▸ **Work required**:
Filter the material below down to the lines that contain the string "tail". Case counts.

[Records from a data source]
** START **

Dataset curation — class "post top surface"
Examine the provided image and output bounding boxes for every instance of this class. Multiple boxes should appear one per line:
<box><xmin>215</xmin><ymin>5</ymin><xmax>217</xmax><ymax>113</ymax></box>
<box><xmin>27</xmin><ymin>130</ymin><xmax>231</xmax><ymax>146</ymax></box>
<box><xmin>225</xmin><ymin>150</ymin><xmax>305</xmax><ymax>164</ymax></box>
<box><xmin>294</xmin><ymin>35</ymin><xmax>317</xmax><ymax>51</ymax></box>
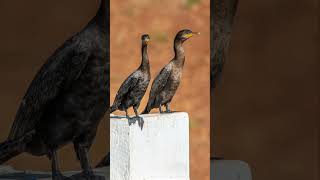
<box><xmin>110</xmin><ymin>112</ymin><xmax>189</xmax><ymax>119</ymax></box>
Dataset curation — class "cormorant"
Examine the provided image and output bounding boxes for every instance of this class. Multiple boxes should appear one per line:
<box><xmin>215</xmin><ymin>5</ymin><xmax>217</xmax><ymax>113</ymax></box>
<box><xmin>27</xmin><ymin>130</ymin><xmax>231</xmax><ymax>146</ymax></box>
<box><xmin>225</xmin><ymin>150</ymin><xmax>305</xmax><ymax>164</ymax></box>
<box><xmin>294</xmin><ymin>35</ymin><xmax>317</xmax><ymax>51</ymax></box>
<box><xmin>0</xmin><ymin>0</ymin><xmax>109</xmax><ymax>180</ymax></box>
<box><xmin>110</xmin><ymin>34</ymin><xmax>151</xmax><ymax>129</ymax></box>
<box><xmin>142</xmin><ymin>29</ymin><xmax>199</xmax><ymax>114</ymax></box>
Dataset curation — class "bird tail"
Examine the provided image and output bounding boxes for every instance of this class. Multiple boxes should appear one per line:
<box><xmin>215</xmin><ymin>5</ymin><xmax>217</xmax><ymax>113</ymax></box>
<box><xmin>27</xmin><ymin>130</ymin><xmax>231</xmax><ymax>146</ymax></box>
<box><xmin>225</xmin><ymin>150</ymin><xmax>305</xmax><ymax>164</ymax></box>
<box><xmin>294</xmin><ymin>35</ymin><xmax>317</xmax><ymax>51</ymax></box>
<box><xmin>96</xmin><ymin>152</ymin><xmax>110</xmax><ymax>168</ymax></box>
<box><xmin>0</xmin><ymin>131</ymin><xmax>34</xmax><ymax>165</ymax></box>
<box><xmin>141</xmin><ymin>104</ymin><xmax>151</xmax><ymax>114</ymax></box>
<box><xmin>110</xmin><ymin>105</ymin><xmax>117</xmax><ymax>113</ymax></box>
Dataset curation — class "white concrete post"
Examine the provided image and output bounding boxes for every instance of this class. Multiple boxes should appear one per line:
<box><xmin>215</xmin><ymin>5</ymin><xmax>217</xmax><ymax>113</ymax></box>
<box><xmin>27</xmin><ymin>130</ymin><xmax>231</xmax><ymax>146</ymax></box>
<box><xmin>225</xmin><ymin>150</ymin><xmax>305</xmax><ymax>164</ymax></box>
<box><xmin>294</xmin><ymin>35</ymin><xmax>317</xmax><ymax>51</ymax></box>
<box><xmin>110</xmin><ymin>112</ymin><xmax>190</xmax><ymax>180</ymax></box>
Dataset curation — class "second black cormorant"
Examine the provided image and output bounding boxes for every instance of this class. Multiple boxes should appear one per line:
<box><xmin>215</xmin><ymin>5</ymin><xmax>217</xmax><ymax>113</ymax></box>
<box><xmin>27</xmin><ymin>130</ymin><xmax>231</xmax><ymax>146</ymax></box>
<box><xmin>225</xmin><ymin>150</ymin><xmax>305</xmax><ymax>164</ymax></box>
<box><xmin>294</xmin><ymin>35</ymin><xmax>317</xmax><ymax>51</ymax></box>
<box><xmin>142</xmin><ymin>29</ymin><xmax>199</xmax><ymax>114</ymax></box>
<box><xmin>110</xmin><ymin>34</ymin><xmax>151</xmax><ymax>129</ymax></box>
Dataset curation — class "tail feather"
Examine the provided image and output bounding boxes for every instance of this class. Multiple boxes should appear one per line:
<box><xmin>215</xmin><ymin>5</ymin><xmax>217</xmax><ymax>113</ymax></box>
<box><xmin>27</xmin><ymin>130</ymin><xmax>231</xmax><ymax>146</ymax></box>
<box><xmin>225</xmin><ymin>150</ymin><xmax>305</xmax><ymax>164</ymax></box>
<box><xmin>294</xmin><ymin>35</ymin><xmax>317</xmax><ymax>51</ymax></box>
<box><xmin>110</xmin><ymin>105</ymin><xmax>118</xmax><ymax>113</ymax></box>
<box><xmin>0</xmin><ymin>131</ymin><xmax>34</xmax><ymax>165</ymax></box>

** END **

▸ **Solution for this exercise**:
Dataset curation — class "bird tail"
Dataset curation — class "tail feather"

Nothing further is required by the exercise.